Data shown:
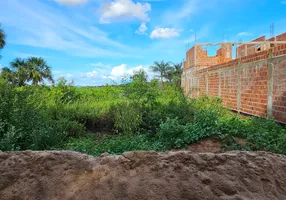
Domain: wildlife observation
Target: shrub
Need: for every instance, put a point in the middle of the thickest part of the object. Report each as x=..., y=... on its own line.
x=128, y=117
x=171, y=133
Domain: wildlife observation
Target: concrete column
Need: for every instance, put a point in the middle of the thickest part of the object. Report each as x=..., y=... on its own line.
x=219, y=84
x=270, y=91
x=207, y=84
x=238, y=89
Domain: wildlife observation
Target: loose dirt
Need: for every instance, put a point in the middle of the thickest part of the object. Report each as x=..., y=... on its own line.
x=142, y=176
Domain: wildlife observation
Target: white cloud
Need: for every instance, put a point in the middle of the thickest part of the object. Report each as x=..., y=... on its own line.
x=203, y=32
x=51, y=29
x=142, y=29
x=244, y=34
x=99, y=64
x=68, y=75
x=124, y=9
x=164, y=33
x=71, y=2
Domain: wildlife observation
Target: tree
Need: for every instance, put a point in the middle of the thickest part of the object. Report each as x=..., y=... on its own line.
x=2, y=38
x=7, y=75
x=139, y=76
x=38, y=70
x=178, y=70
x=20, y=71
x=161, y=68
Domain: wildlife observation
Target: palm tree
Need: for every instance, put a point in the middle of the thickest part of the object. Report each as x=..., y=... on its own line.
x=2, y=38
x=7, y=75
x=161, y=68
x=178, y=70
x=19, y=68
x=38, y=70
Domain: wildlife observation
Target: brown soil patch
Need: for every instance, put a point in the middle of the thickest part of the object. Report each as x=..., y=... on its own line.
x=206, y=146
x=142, y=176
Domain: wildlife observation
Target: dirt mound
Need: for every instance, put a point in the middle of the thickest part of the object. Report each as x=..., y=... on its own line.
x=142, y=175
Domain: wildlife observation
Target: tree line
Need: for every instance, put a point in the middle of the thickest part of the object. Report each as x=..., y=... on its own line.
x=36, y=71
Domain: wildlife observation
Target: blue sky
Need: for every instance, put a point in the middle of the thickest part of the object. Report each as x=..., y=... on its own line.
x=95, y=42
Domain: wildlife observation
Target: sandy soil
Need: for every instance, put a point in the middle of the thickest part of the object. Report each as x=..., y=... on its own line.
x=142, y=176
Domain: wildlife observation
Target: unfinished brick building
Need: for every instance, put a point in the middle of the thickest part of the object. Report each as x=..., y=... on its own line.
x=253, y=83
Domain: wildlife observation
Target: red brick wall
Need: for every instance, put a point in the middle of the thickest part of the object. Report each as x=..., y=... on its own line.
x=190, y=58
x=202, y=58
x=213, y=83
x=229, y=88
x=279, y=90
x=247, y=80
x=249, y=49
x=254, y=89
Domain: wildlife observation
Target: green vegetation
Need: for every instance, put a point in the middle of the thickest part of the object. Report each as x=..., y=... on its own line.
x=136, y=115
x=22, y=71
x=2, y=38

Work task: Identify each line in the entries with the word "tree" and copy it.

Output of the exercise:
Target: tree
Target: palm tree
Target: tree line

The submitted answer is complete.